_Problem_. Extract every line of the data below that contains the string "face", matching case exactly.

_Information supplied_.
:::

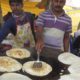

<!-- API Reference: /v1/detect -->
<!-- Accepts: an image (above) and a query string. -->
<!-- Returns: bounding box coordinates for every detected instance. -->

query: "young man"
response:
[0,0,35,47]
[35,0,72,74]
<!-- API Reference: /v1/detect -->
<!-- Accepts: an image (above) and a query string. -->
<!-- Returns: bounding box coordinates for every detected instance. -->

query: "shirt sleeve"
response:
[66,18,72,33]
[35,13,45,27]
[0,18,16,43]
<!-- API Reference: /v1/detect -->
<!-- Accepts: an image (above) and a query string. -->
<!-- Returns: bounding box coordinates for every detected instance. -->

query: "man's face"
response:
[51,0,66,12]
[10,2,23,15]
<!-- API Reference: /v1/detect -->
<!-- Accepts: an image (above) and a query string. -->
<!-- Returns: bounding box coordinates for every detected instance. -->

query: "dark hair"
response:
[9,0,23,4]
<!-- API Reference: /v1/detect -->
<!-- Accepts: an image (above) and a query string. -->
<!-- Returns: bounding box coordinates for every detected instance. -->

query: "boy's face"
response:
[51,0,66,12]
[10,2,23,15]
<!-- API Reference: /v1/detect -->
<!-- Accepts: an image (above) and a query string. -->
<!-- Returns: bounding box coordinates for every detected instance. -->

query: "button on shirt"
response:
[35,10,72,49]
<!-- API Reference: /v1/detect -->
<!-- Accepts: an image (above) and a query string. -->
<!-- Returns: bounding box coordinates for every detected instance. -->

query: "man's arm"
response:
[0,18,16,43]
[63,32,70,52]
[35,27,44,51]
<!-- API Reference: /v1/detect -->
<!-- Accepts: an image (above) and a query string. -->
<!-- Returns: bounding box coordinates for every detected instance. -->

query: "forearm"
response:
[63,34,70,52]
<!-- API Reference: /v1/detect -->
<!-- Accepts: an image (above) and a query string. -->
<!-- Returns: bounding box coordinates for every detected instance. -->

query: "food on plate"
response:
[6,48,30,59]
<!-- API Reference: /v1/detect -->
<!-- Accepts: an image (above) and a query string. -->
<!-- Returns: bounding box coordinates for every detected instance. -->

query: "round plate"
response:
[6,48,30,59]
[58,52,80,65]
[68,61,80,74]
[0,73,32,80]
[22,61,52,76]
[0,56,22,72]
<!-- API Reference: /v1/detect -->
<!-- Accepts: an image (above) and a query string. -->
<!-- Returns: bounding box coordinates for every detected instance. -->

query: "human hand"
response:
[35,40,44,52]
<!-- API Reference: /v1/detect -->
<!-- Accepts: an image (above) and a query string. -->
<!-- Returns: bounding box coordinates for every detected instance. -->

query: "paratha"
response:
[22,61,52,76]
[58,52,80,65]
[0,73,32,80]
[68,61,80,74]
[0,56,22,72]
[6,48,30,59]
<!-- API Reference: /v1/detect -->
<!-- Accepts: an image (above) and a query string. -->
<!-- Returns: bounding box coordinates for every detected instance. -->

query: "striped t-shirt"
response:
[35,10,72,49]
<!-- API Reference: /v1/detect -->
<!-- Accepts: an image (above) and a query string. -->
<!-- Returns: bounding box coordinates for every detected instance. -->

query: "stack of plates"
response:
[58,52,80,65]
[0,73,32,80]
[0,56,22,72]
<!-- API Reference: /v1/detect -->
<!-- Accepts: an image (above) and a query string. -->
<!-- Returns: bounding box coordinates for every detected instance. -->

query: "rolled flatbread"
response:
[22,61,52,76]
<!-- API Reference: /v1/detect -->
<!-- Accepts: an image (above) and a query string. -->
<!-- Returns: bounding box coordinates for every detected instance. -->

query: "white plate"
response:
[6,48,30,59]
[68,61,80,74]
[0,73,32,80]
[0,56,22,72]
[22,61,52,76]
[58,52,80,65]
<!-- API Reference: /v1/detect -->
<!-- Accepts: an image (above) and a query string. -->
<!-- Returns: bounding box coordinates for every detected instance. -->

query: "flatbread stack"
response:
[0,56,22,72]
[0,73,32,80]
[58,52,80,65]
[6,48,30,59]
[68,61,80,74]
[22,61,52,76]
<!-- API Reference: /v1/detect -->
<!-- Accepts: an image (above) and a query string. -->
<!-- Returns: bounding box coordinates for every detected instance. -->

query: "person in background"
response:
[35,0,72,73]
[1,0,35,47]
[0,2,3,28]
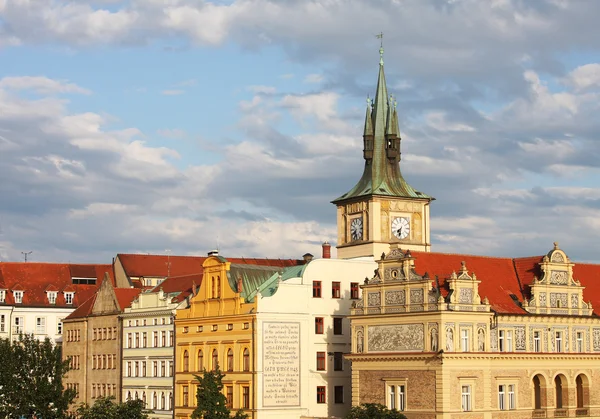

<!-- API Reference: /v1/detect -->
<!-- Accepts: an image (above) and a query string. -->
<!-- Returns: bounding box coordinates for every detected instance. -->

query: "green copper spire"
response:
[333,46,433,203]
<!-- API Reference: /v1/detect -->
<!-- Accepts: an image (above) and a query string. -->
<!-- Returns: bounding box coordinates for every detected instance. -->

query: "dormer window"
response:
[47,291,57,304]
[13,291,23,304]
[65,292,75,304]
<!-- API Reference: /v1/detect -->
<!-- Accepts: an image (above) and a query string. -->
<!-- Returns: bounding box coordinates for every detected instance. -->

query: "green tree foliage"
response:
[192,367,248,419]
[346,403,406,419]
[0,335,75,419]
[76,396,148,419]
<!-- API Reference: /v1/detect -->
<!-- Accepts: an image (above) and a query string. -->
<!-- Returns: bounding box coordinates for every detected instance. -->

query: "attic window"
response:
[47,291,57,304]
[13,291,23,304]
[65,292,75,304]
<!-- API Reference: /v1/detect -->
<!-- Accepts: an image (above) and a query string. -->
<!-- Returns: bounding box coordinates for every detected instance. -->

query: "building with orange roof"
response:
[344,49,600,419]
[62,274,142,404]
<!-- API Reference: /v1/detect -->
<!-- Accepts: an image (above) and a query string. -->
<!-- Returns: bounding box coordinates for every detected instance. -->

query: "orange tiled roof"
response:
[412,252,600,315]
[0,262,114,307]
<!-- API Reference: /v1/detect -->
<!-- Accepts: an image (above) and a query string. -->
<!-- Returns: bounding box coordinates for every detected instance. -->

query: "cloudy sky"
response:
[0,0,600,262]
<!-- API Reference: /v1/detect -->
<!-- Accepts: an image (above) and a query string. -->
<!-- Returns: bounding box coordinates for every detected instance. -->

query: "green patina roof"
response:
[227,263,288,301]
[332,49,434,203]
[246,263,308,301]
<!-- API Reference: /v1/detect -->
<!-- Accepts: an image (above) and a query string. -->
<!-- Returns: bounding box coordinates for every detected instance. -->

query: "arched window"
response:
[212,349,219,371]
[227,348,233,371]
[183,351,190,372]
[196,349,204,371]
[244,348,250,371]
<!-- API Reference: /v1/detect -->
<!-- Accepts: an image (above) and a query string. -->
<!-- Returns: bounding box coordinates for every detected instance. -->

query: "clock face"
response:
[350,218,362,241]
[392,217,410,240]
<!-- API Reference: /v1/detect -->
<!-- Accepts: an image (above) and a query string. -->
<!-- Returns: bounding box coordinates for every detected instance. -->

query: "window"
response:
[65,292,74,304]
[313,281,321,298]
[575,332,583,352]
[554,331,563,352]
[460,329,469,352]
[331,281,341,298]
[333,386,344,403]
[317,386,326,403]
[461,385,472,412]
[244,348,250,371]
[533,331,542,352]
[183,351,190,372]
[242,386,250,409]
[315,317,324,335]
[317,352,325,371]
[333,317,344,335]
[225,386,233,409]
[182,386,190,407]
[333,352,344,371]
[227,348,233,371]
[196,349,204,371]
[212,349,219,371]
[13,291,23,304]
[350,282,358,300]
[13,317,25,335]
[48,291,57,304]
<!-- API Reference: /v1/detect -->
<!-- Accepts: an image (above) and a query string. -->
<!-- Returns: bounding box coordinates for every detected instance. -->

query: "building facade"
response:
[120,276,196,419]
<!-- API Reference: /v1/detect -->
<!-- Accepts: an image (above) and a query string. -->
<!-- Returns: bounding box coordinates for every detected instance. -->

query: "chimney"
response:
[302,253,314,263]
[322,241,331,259]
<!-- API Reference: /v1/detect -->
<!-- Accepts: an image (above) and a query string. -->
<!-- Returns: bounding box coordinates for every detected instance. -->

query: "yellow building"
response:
[175,252,299,418]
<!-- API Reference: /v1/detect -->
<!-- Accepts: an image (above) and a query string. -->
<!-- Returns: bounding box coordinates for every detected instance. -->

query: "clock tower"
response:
[332,47,434,259]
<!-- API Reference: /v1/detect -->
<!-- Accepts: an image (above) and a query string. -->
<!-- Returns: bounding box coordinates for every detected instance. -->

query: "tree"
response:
[192,366,248,419]
[76,396,148,419]
[0,335,75,419]
[346,403,406,419]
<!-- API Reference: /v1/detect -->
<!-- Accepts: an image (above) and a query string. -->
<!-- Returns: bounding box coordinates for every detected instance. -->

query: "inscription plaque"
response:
[263,322,300,406]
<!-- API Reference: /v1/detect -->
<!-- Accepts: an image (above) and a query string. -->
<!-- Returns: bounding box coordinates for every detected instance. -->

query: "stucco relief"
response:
[458,288,473,304]
[550,292,568,307]
[515,326,527,351]
[550,271,569,285]
[367,292,381,307]
[367,323,425,352]
[410,289,424,304]
[385,290,406,305]
[593,327,600,351]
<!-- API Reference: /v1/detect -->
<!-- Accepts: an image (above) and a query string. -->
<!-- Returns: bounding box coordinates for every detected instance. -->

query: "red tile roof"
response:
[412,252,600,315]
[0,262,114,307]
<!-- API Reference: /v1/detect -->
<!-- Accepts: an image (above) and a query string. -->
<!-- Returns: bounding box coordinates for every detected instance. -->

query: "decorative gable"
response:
[523,242,592,316]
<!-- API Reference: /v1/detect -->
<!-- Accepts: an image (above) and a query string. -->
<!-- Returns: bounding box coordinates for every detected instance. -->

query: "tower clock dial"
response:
[350,217,362,241]
[392,217,410,240]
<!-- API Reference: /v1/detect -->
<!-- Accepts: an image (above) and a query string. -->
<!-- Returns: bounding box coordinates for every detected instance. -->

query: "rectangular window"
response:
[315,317,325,335]
[317,352,325,371]
[182,386,190,407]
[533,331,542,352]
[317,386,327,404]
[333,352,344,371]
[554,331,563,352]
[350,282,358,300]
[333,317,344,335]
[461,385,472,412]
[331,281,341,298]
[313,281,321,298]
[333,386,344,404]
[242,386,250,409]
[460,329,469,352]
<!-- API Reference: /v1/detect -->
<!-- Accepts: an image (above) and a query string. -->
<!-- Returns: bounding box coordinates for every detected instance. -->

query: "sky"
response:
[0,0,600,263]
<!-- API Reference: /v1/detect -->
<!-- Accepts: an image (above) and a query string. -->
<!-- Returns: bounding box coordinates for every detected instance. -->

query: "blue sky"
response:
[0,0,600,262]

:::

_Answer to the problem_.
query: "man's face"
query: "boy's face"
query: "clock face"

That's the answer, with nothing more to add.